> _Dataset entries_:

*** Begin section ***

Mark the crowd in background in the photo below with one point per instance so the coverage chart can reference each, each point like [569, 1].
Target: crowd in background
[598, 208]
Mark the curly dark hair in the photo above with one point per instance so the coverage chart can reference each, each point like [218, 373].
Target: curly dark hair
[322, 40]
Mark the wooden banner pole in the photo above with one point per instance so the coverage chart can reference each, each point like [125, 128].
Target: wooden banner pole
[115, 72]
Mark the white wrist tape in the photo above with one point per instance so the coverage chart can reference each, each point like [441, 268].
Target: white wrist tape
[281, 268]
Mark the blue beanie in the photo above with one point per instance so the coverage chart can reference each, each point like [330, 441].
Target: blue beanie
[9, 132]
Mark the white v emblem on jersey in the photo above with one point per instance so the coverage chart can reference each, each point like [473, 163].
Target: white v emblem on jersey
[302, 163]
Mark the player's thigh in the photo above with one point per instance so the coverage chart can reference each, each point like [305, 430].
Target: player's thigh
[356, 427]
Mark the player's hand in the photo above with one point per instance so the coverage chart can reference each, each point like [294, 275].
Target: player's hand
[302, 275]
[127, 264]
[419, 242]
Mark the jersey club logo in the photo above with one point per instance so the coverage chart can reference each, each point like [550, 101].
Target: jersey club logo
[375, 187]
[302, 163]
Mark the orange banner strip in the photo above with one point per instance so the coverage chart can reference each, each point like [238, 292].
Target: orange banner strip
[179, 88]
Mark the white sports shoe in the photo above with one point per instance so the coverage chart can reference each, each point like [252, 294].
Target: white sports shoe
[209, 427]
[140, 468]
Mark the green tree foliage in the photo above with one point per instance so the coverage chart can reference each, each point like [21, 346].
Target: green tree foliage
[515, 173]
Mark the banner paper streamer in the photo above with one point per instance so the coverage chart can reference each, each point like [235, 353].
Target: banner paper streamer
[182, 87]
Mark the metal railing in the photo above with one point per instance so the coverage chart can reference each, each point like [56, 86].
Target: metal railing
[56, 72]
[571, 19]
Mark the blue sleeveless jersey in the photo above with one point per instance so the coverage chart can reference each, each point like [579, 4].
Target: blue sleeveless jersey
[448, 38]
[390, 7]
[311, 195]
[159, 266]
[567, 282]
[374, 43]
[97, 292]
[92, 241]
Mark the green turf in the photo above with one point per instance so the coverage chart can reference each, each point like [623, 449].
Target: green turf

*** End section ***

> _INSTRUCTIONS FOR THE TASK_:
The lines above, from the start of the records through the one containing "Mark the jersey", are to be printed exactly, and nothing else is to be included.

> _WRITTEN ANSWER_:
Mark the crowd in background in the photo below with one point per instance so the coverage chart can reference each, each point like [569, 1].
Target: crowd in background
[598, 208]
Mark the curly dark hair in the photo above with one point per instance so the coverage chart can reference each, each point like [218, 373].
Target: curly dark hair
[322, 40]
Mark the wooden banner pole in the photo above with one point per instance so the coverage chart can reference each, each point like [125, 128].
Target: wooden banner pole
[115, 72]
Mark the white wrist tape in the photo above with one point per instance so the coverage chart can reference each, each point like [441, 268].
Target: white wrist tape
[281, 268]
Mark the blue beanie in the photo above with one point per instance so the coverage chart can reference each, each point like [330, 441].
Target: blue beanie
[9, 132]
Mark the white v emblem on jersey in the photo above with one point per instance so the coverage chart can reference each, each point like [473, 163].
Target: white v emblem on jersey
[302, 163]
Mark the player's thigh in the photo above with one point per instance so the coverage chart can reference each, each point like [305, 430].
Target: player's thigh
[356, 427]
Mark the player's hand in the photo above with one point per instance so the coverage chart can reference each, each point like [294, 275].
Target: player's hand
[302, 275]
[127, 264]
[419, 242]
Mark the jersey club logo in the photo above with one point per instance so the coverage chart can reference each, each point like [550, 101].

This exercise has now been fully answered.